JOB
Start with the line containing "Task: mark the green leaf" and write out each line through the end of the listing, exactly as given.

MATERIAL SHOWN

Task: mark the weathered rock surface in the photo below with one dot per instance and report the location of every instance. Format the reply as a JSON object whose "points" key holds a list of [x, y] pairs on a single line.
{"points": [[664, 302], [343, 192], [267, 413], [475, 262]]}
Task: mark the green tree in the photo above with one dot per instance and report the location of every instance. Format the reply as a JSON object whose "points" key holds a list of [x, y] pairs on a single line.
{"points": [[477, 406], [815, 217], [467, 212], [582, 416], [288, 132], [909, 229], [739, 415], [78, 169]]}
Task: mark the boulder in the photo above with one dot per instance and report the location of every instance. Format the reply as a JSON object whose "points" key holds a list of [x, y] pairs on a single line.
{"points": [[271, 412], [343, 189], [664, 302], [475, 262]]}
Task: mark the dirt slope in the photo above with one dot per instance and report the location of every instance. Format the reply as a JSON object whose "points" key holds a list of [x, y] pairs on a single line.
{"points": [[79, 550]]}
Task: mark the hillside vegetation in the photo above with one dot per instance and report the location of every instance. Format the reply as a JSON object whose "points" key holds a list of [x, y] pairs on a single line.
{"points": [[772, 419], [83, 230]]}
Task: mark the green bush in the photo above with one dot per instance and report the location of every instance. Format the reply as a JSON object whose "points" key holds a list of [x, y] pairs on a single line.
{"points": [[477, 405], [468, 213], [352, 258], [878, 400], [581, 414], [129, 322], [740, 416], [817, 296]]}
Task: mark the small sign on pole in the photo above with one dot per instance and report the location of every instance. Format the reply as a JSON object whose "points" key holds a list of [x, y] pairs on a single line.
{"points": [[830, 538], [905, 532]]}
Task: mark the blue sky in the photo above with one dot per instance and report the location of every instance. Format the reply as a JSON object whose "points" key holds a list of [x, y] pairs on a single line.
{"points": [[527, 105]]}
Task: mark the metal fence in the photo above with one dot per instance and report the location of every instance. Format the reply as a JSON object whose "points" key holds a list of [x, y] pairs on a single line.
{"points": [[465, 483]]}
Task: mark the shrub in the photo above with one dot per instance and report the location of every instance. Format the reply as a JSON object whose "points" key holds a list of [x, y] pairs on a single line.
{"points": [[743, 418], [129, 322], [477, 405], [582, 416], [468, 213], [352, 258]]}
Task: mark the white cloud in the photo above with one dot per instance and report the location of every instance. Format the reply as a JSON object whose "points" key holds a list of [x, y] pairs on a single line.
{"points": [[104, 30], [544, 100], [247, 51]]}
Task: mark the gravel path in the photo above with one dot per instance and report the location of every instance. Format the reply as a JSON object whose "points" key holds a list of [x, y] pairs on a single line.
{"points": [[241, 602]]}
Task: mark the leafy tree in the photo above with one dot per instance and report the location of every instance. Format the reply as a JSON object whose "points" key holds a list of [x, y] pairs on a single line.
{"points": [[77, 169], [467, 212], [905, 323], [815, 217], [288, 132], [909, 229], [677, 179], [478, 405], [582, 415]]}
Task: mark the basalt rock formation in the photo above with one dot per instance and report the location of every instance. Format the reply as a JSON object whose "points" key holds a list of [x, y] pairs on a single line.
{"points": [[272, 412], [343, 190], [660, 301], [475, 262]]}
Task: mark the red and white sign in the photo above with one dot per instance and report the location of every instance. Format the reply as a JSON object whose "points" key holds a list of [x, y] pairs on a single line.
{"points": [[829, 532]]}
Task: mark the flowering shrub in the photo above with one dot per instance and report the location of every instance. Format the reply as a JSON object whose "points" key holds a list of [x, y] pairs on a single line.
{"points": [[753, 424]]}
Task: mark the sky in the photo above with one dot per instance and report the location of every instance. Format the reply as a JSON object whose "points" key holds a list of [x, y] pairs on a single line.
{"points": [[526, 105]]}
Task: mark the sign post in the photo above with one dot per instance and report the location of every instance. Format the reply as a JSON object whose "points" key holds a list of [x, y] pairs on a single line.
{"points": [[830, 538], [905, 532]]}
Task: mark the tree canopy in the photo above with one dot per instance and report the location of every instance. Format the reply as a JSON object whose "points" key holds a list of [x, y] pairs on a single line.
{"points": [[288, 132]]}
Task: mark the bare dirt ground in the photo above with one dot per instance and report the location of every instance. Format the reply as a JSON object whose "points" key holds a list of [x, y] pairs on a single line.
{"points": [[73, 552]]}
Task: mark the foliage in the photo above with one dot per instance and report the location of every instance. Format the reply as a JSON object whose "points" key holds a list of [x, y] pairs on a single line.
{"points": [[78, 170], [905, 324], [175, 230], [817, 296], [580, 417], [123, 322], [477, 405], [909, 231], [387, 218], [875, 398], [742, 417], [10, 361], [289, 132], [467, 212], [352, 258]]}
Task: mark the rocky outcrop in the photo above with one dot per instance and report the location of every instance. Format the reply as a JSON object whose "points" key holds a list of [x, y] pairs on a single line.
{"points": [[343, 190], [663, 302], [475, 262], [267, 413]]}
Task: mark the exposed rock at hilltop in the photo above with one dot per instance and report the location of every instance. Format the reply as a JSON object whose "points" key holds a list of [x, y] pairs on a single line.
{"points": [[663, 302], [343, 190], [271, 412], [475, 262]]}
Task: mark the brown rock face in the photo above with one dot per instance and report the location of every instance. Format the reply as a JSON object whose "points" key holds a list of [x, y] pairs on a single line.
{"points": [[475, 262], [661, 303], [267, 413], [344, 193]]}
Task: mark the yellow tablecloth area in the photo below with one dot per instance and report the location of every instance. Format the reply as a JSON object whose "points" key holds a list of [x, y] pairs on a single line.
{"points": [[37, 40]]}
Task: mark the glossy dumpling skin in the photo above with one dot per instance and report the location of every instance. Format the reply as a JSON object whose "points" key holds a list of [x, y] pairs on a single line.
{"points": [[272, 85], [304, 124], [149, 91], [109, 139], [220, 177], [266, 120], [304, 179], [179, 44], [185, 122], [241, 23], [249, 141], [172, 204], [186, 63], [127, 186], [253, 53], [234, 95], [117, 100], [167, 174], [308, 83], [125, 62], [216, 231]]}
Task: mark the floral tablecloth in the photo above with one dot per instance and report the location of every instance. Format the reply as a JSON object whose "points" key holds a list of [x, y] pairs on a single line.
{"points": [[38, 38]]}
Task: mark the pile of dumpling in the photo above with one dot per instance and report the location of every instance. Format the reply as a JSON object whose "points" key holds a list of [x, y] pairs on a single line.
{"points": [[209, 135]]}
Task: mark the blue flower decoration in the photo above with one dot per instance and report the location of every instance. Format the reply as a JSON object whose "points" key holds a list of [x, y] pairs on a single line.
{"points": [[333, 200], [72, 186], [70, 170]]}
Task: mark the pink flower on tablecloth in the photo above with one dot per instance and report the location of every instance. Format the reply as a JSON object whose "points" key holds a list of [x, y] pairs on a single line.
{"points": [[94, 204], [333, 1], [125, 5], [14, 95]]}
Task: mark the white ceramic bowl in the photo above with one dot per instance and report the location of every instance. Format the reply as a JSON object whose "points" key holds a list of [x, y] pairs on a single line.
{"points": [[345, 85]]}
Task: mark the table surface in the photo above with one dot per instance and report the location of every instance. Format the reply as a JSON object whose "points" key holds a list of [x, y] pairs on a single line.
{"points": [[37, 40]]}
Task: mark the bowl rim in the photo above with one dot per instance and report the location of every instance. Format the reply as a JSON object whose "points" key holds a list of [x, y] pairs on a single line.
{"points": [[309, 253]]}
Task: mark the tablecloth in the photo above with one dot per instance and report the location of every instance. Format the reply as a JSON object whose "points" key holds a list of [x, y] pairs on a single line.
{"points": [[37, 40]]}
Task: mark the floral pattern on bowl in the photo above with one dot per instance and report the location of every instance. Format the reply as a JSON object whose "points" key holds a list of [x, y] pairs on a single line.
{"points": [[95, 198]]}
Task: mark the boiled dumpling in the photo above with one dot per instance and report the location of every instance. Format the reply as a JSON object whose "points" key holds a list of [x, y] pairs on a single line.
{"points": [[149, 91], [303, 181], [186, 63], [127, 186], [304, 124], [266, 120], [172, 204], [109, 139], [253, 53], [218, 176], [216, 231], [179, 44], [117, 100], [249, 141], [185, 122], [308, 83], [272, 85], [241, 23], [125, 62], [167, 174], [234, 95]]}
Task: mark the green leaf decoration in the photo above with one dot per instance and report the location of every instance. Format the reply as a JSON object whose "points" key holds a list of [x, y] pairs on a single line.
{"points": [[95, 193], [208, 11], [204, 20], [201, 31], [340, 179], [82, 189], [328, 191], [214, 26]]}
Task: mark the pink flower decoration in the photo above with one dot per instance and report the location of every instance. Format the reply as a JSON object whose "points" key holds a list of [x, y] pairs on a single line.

RESULT OF THIS TASK
Task: mark the green leaf decoration in the photo above with one dot per instance and report the location of every instance. Format the reply as a JSON object whose "points" key holds a list of [x, y] pairs on a single line.
{"points": [[95, 193], [208, 11], [204, 20], [201, 31], [340, 179], [82, 189], [328, 191], [214, 26]]}
Task: mark the pink flower decoration in the photo above with one dot per instance and report the location of every instance. Format the reply as a JSON object whose "points" key holds a list of [x, y] pairs on a single line.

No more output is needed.